§ **YOUR OBJECTIVE**: Rewrite the listing from the line containing "Find the navy blue" through the line containing "x=39, y=204", replacing each "shorts" with "trunks" and changing nothing else.

[Collected data]

*****

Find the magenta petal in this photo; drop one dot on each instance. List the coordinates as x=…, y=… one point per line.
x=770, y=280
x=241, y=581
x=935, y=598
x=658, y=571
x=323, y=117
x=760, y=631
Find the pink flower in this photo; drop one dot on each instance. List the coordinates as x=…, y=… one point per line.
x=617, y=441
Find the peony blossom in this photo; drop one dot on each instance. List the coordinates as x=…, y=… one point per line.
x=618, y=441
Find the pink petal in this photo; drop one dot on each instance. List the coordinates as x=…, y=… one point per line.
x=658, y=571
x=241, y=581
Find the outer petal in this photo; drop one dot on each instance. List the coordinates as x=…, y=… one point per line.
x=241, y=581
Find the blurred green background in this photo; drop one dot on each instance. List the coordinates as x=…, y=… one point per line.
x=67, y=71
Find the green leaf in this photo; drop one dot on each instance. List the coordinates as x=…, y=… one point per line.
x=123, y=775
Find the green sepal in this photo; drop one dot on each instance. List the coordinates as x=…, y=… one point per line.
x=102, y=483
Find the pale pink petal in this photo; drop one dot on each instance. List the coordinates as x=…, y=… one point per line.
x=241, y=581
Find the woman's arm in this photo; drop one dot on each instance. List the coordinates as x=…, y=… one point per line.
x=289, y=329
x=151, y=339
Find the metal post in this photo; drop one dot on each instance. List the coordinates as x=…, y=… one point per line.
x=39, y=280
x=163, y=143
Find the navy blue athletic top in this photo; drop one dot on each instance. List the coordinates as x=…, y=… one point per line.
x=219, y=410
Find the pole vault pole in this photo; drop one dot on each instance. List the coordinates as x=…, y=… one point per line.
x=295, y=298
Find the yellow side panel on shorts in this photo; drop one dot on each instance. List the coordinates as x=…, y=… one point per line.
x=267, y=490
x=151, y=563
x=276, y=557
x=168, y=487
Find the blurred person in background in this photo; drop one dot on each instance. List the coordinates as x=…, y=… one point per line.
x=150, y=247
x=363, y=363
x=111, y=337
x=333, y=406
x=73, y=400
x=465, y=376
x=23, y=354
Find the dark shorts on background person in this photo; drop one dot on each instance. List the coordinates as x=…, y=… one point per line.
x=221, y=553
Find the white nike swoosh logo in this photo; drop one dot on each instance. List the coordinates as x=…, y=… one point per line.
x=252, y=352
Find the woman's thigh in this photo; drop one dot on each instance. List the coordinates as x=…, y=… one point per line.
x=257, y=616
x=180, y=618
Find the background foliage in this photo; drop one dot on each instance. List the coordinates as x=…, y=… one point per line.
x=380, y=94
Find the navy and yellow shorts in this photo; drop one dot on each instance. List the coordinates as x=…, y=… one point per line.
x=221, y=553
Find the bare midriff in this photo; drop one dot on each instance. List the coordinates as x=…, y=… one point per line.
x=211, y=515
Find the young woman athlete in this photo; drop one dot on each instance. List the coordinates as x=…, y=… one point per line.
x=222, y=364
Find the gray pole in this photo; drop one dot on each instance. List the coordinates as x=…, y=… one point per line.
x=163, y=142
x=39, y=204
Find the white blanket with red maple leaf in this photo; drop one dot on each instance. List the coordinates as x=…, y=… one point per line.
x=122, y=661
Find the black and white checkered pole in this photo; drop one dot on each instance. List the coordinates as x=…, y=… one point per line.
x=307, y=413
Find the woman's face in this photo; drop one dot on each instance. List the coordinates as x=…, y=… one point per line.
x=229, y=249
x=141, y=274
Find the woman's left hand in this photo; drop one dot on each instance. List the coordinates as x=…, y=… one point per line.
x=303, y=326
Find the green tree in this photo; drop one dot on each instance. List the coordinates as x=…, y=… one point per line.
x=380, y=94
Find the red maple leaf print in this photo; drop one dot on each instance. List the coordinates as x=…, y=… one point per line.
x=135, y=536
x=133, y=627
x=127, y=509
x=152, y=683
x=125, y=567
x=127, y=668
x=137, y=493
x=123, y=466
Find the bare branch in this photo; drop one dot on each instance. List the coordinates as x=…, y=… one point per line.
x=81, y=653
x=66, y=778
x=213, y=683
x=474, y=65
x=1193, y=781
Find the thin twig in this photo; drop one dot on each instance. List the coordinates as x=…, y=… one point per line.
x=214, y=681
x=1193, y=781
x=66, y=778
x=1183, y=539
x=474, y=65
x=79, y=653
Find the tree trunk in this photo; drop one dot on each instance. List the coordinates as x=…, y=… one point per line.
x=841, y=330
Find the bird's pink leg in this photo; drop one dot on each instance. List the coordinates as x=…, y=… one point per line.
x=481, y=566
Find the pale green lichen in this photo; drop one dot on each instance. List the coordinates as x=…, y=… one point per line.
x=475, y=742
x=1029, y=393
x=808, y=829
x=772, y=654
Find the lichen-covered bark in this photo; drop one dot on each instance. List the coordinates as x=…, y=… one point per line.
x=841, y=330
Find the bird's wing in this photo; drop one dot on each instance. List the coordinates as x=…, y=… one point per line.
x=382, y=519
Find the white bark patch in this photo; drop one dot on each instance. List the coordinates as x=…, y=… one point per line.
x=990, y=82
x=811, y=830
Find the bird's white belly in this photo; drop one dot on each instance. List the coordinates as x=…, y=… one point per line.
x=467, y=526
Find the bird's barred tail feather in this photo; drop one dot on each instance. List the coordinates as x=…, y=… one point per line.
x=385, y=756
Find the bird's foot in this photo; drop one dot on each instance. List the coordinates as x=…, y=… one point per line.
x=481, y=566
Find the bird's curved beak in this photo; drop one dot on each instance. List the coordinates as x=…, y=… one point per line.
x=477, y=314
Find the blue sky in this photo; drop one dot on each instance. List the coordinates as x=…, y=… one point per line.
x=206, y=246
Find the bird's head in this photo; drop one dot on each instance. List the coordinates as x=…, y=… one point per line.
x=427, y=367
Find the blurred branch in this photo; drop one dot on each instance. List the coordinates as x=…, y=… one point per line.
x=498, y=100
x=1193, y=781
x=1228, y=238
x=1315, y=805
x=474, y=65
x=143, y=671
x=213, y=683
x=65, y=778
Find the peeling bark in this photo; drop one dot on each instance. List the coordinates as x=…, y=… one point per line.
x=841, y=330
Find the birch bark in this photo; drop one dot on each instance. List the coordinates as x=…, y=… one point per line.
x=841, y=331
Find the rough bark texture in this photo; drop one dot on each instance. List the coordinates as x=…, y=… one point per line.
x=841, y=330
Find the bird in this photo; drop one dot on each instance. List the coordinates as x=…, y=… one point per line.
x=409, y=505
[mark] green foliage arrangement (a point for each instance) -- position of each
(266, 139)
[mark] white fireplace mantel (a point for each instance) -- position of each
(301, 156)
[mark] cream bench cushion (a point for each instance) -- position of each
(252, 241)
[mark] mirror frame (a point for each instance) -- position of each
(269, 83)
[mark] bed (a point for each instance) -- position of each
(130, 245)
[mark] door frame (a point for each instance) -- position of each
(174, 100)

*****

§ **EXERCISE OUTPUT**:
Find the navy blue athletic top in this photo; drop one dot on each instance. List the coordinates as x=…, y=… one point per line.
x=219, y=410
Find the pole vault pole in this photo; drop one dot on each instance. List the coordinates as x=…, y=… one point per line.
x=295, y=298
Find the yellow side panel on trunks in this photo; drop one dot on each instance. List the coordinates as x=…, y=… one point per line.
x=267, y=490
x=151, y=563
x=276, y=557
x=168, y=487
Find the blurred person in background in this photo; drop one dot on each instance. List the coordinates as x=…, y=… one point per line.
x=150, y=247
x=363, y=363
x=111, y=337
x=333, y=406
x=73, y=400
x=465, y=376
x=23, y=354
Find the dark trunks on background person in this photo; drop one dot on each instance. List the coordinates as x=…, y=… one point per line.
x=221, y=553
Find the white nike swoosh logo in this photo; drop one dot on each instance. List the coordinates as x=…, y=… one point per line.
x=252, y=352
Find the woman's thigh in this photo; drop one dot on each instance. List the coordinates as x=…, y=… one point per line.
x=257, y=616
x=180, y=618
Find the background foliage in this photo; drop one dot on each instance. List the coordinates as x=…, y=… one point per line.
x=380, y=94
Find the navy and yellow trunks in this photo; drop one dot on each instance. List the coordinates as x=…, y=… one point per line.
x=221, y=553
Find the bare midriff in this photo; drop one dot on each instance. List the coordinates as x=…, y=… one point per line.
x=211, y=515
Find the young woman athlete in this photo; drop one dot on each instance. List the coordinates as x=…, y=… one point per line.
x=222, y=364
Find the gray pole in this photo; drop one dot on each instance. List the coordinates as x=…, y=… one point per line.
x=163, y=142
x=39, y=204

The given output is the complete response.